Hace ya 14 largos años en un bar de Sant Martí, el barrio donde vivo, se empezó a fraguar entre dos jóvenes inconscientes, una tradición que ha sobrevivido, incluido la pandemia, hasta el día de hoy. Sí, me refiero a ese diabólico elixir que preparamos más o menos por estas fechas que se ha convertido en nuestra tradición: el ponche de Semana Santa.
Eran ya las postrimerías de la Navidad, ya habíamos pasado
de año, y son esas fechas las que Carlos vuelve a casa, como el anuncio, para
ver a su familia desde la Teruel que existe. Empezamos a elucubrar sobre la no
tan inminente Semana Santa, de qué estaría bien hacer algo novedoso, ya que
costaba bajar a cenar a Molina por la escasez de coches y que el ambiente de
los pubs de antaño había disminuido notablemente. Y ahí vino la idea.
Inspirado en su otro pueblo, Carlos comentó que allí hacían
un ponche (no recuerdo si para esas mismas fechas) y que podríamos hacerlo
también en Anchuela. Fue un sí de manual. En el mundo pre-whatsapp, donde las
comunicaciones se hacían por el chat de FB o lo que quedara de Messenger, se
fue trasladando la idea que fue bien vista por el resto del grupo. Ya estaba
todo en marcha.
Llegó ya esa semana marcada en el calendario, con el típico
frío de nuestros queridos pueblos por esas fechas. En esa época, era de los
primeros en llegar al pueblo, donde siempre se encontraba Carlos, por lo que se
garantizaba que hubiera alguien allí. Todo transcurría con la tranquilidad
obvia de la despoblación del inicio de la semana hasta las fechas festivas,
pero ya se acercaba la preparación.
Empezamos con algo que se hizo una especie de liturgia.
Bajar a Molina el miércoles (o el mismo jueves), ir al Vivó de arriba, con su
cola pertinente por las fechas, al almacén, buscar los litros y litros de vino,
los licores de manzana y melocotón, azúcar, hielo, la fruta de base, en este
caso la nectarina y hasta el barreño. Eso sí, antes de volver, un almuerzo
necesario en la tan añorada marisquería Rafa. Ya teníamos todo.
Ese año fue un ponche duro, pero que cumplió sus
expectativas. Había que ir ajustando el sabor para volverlo más dulce con tanto
vino peleón, algo que se fue mejorando a base de experiencia (es decir, mucho
ensayo-error) hasta conseguir darle un sabor, al menos, aceptable. Eso sí, sería
una lucha anual para encontrar el toque dulce a un vino que de por sí está muy
lejos de tenerlo.

Tarea:
En el relato del ponche, ¿qué fruta se usó como base aquel primer año? Las entradas no guardan relación con el relato del ponche.

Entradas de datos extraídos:
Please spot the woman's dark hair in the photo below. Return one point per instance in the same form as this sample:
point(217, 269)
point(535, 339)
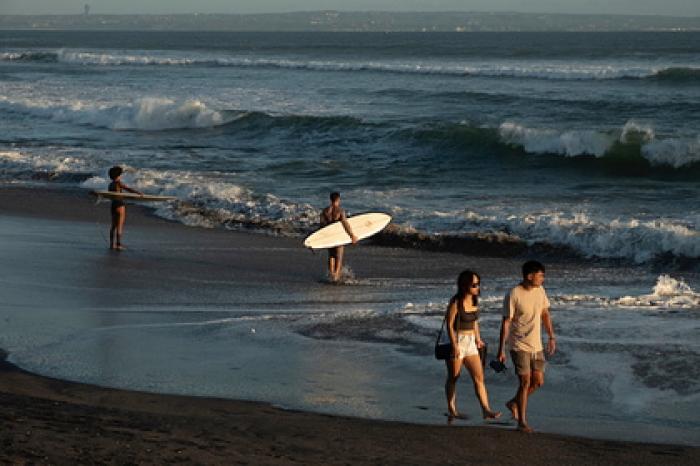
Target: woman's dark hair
point(464, 283)
point(115, 172)
point(532, 267)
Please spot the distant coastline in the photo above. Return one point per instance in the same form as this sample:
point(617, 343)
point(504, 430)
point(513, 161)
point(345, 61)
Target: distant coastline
point(337, 21)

Respuesta:
La nectarina.